▶ ABOUT THIS EXERCISE
Only an exact copy belongs in the answer: the line with "Could you please point to the wooden" and every line after it through the end of the records, pictures left out.

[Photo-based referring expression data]
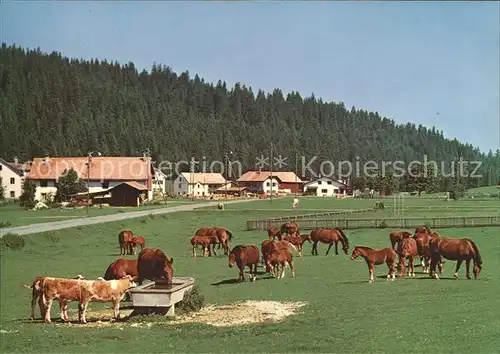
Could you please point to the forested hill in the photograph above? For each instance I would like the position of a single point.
(61, 106)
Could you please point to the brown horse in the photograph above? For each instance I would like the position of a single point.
(463, 249)
(245, 256)
(205, 242)
(137, 241)
(329, 236)
(407, 248)
(222, 234)
(121, 268)
(124, 237)
(298, 241)
(375, 257)
(273, 232)
(152, 264)
(397, 236)
(291, 228)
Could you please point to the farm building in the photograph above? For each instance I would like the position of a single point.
(198, 184)
(325, 187)
(13, 175)
(102, 173)
(265, 181)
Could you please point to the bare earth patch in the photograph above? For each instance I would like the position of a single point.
(240, 313)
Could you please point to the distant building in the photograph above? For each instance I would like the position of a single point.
(265, 181)
(198, 184)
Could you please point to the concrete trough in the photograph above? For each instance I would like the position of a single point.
(159, 297)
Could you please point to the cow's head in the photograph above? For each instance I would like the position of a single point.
(168, 270)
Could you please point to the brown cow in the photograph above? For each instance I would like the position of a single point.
(124, 237)
(396, 236)
(36, 294)
(245, 256)
(136, 241)
(205, 242)
(153, 263)
(278, 258)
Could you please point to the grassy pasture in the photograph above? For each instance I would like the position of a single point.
(343, 313)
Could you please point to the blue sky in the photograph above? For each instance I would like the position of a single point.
(408, 61)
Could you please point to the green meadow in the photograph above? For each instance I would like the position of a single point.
(343, 312)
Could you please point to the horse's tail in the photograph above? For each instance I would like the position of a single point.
(343, 235)
(477, 256)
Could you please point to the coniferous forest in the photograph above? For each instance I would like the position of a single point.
(61, 106)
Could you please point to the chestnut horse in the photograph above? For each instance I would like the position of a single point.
(407, 248)
(273, 232)
(223, 235)
(291, 228)
(375, 257)
(397, 236)
(463, 249)
(205, 242)
(124, 237)
(329, 236)
(298, 241)
(245, 256)
(136, 241)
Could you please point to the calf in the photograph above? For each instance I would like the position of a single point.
(36, 294)
(278, 258)
(205, 242)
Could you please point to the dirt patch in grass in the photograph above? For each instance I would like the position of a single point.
(242, 313)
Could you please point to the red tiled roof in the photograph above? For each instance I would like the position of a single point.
(261, 176)
(101, 168)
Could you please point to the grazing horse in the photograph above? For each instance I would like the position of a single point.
(298, 241)
(463, 249)
(407, 248)
(205, 242)
(277, 258)
(397, 236)
(137, 241)
(224, 236)
(124, 237)
(375, 257)
(273, 232)
(245, 256)
(121, 268)
(291, 228)
(152, 264)
(329, 236)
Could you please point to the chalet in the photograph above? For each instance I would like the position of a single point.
(101, 174)
(13, 175)
(266, 181)
(325, 187)
(198, 184)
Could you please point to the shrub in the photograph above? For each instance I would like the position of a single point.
(12, 241)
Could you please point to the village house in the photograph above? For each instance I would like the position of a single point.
(325, 187)
(102, 174)
(13, 175)
(198, 184)
(266, 181)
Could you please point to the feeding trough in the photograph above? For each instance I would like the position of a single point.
(159, 297)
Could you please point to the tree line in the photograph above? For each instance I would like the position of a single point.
(59, 106)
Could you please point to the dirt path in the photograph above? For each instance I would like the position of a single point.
(64, 224)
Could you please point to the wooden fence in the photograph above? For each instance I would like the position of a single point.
(393, 223)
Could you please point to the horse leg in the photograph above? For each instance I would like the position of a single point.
(459, 263)
(467, 264)
(328, 250)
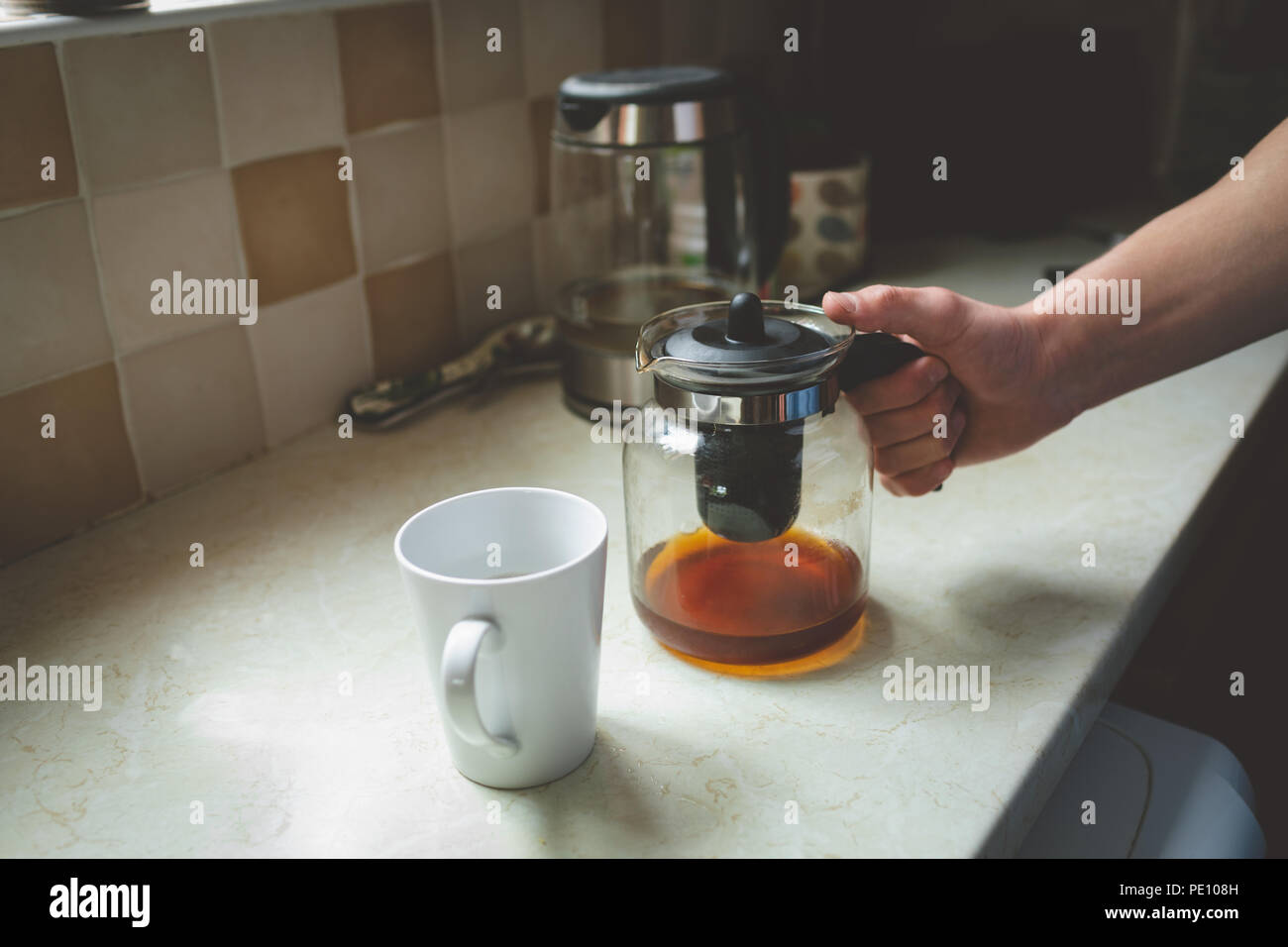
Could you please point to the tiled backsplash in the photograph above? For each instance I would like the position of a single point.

▶ ANSWER SECTION
Could you please point to the wooden fence in the photograph above? For each instance I would like the position of a single point.
(393, 223)
Could you please point to the horse leg in the photograph above? For each instance I would like the position of a single point.
(459, 263)
(467, 264)
(328, 250)
Could you please point to the tiled backsplash in the photograph above? For each instance I would like the position of a single point.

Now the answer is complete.